▶ [Using the information]:
1. Output the part of the fatty acid text below that opens with the words containing "Competition occurs between" and closes with "very short videos.", copied word for word.
2. Do these statements agree with the fatty acid text below? Answer each with yes or no, and quote the words of the text that decide it.
(a) Essential fatty acids were first found in 1929.
(b) The chemistry of essential fatty acids was clarified in 1963.
(c) Lowering omega-6 intake makes omega-3 more effective.

▶ [Text section]:
Competition of EFA in Diet-Tissue Metabolic Changes
Competition between omega-3 and omega-6 essential fatty acids (EFA) was recognized many years after EFA were first found in 1929. The chemistry of these vitamin-like nutrients was clarified during 1930 to 1960. Metabolism of n-6 linoleic and n-3 linolenic involves competition for elongation and desaturation enzymes which efficiently make the HUFA that accumulate in tissues. Poor growth and water balance were early signs of the need for EFA.
Probably less than 0.5 % energy of the n-6 linoleic acid prevented deficiency symptoms in infants. Higher intakes that cause the %n-6 in HUFA to be above 50% are associated with higher risks for health disorders.
Competition occurs between omega-3 and omega-6 acids during eicosanoid formation and action. Too much omega-6 creates a transition (4:53 min video) between healthy physiology and pathophysiology. With no dietary omega-3 nutrients, the dietary omega-6 linoleate has a very narrow therapeutic window that is made wider by dietary omega-3 nutrients. When you lower intake of omega-6, it makes omega-3 more effective.
Competition for your time is less with these very short videos.
Pioneering 1963 work of Mohrhauer and Holman (1 min.video) showed potent competition of dietary n-3 and n-6 nutrients in forming tissue HUFA .
Health risk assessment (1 min.video) estimates using the %n-6 in HUFA result from food choices. What people eat is important.

▶ [Data under study]:
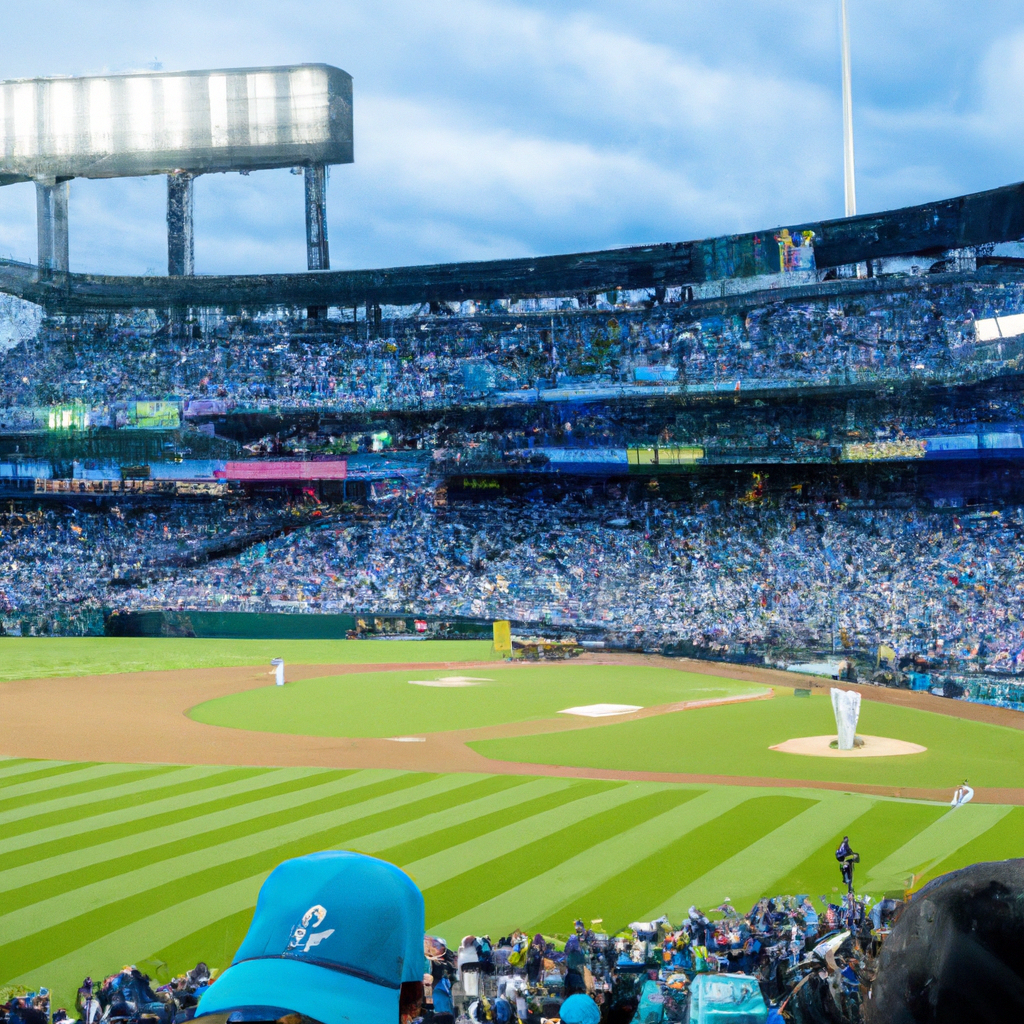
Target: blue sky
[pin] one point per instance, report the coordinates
(486, 129)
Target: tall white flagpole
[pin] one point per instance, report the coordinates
(851, 188)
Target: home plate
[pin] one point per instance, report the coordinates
(601, 711)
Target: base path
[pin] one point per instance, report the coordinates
(141, 718)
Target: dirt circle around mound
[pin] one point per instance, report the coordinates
(69, 717)
(873, 747)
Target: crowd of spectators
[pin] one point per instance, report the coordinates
(921, 331)
(643, 974)
(800, 576)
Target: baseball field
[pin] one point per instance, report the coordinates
(148, 786)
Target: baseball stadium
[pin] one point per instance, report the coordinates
(546, 581)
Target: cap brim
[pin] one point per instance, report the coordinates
(327, 995)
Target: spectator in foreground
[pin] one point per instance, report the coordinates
(335, 936)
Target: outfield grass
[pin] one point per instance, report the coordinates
(107, 864)
(384, 704)
(34, 657)
(733, 740)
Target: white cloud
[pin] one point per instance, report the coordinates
(488, 129)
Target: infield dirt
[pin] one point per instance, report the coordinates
(140, 717)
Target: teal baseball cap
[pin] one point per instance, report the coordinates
(333, 937)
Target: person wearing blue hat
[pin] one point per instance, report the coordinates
(336, 937)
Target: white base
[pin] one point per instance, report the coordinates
(451, 681)
(601, 711)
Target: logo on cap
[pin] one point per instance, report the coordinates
(302, 933)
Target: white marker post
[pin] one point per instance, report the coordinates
(846, 707)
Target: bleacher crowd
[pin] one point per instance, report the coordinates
(800, 577)
(643, 974)
(923, 331)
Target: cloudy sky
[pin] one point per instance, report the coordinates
(486, 128)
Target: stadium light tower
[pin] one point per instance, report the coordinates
(181, 124)
(850, 187)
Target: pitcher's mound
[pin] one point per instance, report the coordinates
(875, 747)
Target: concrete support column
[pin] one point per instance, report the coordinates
(180, 207)
(51, 225)
(317, 257)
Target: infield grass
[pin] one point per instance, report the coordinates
(388, 704)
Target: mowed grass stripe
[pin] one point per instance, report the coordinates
(564, 873)
(928, 848)
(153, 830)
(1005, 835)
(218, 941)
(20, 955)
(22, 769)
(80, 827)
(486, 880)
(462, 829)
(759, 860)
(656, 876)
(885, 826)
(103, 952)
(202, 834)
(440, 866)
(64, 810)
(505, 802)
(64, 790)
(224, 846)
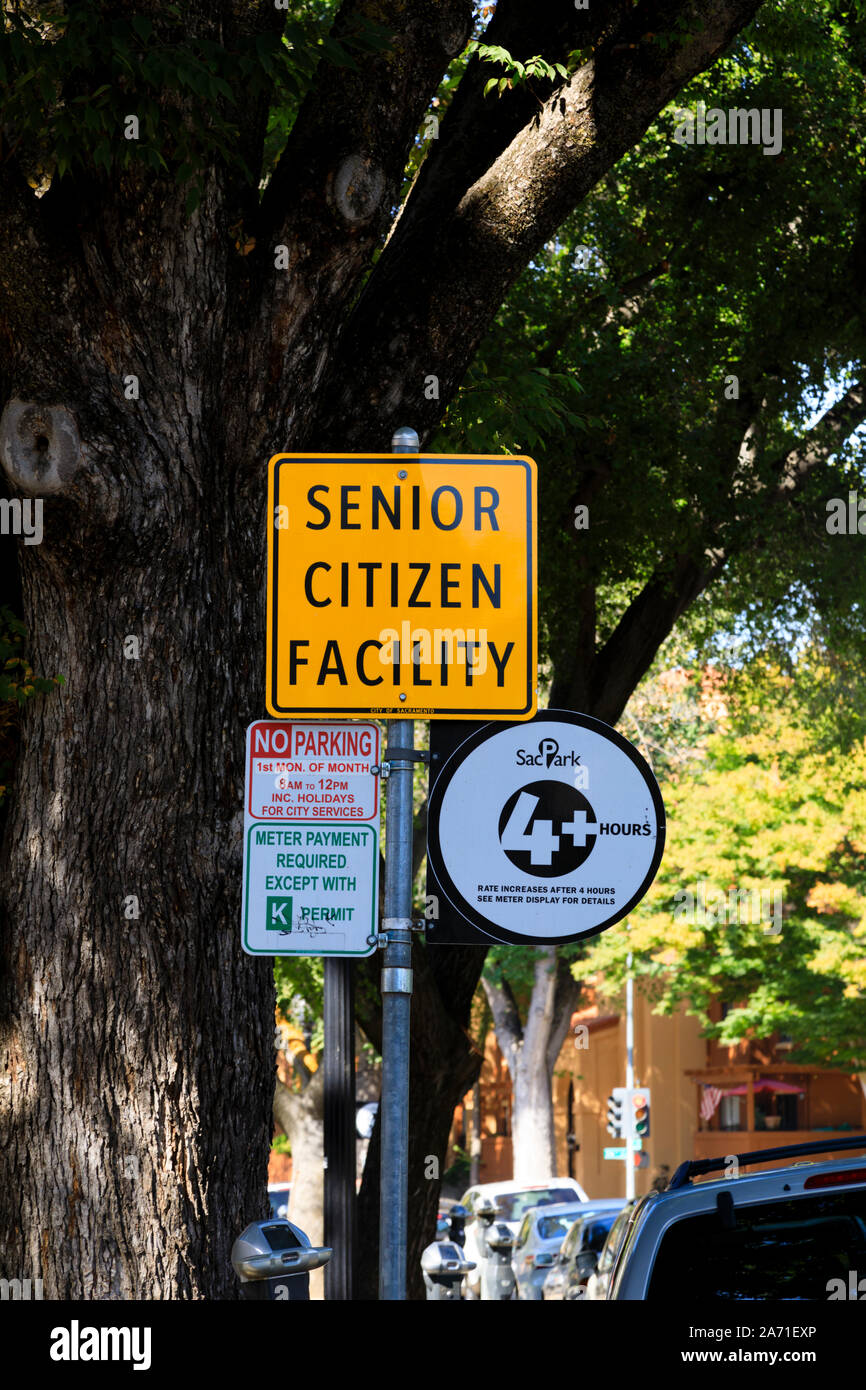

▶ [Answer set]:
1.
Competition occurs between omega-3 and omega-6 acids during eicosanoid formation and action. Too much omega-6 creates a transition (4:53 min video) between healthy physiology and pathophysiology. With no dietary omega-3 nutrients, the dietary omega-6 linoleate has a very narrow therapeutic window that is made wider by dietary omega-3 nutrients. When you lower intake of omega-6, it makes omega-3 more effective.
Competition for your time is less with these very short videos.

2.
(a) Yes: "many years after EFA were first found in 1929."
(b) No: "The chemistry of these vitamin-like nutrients was clarified during 1930 to 1960."
(c) Yes: "When you lower intake of omega-6, it makes omega-3 more effective."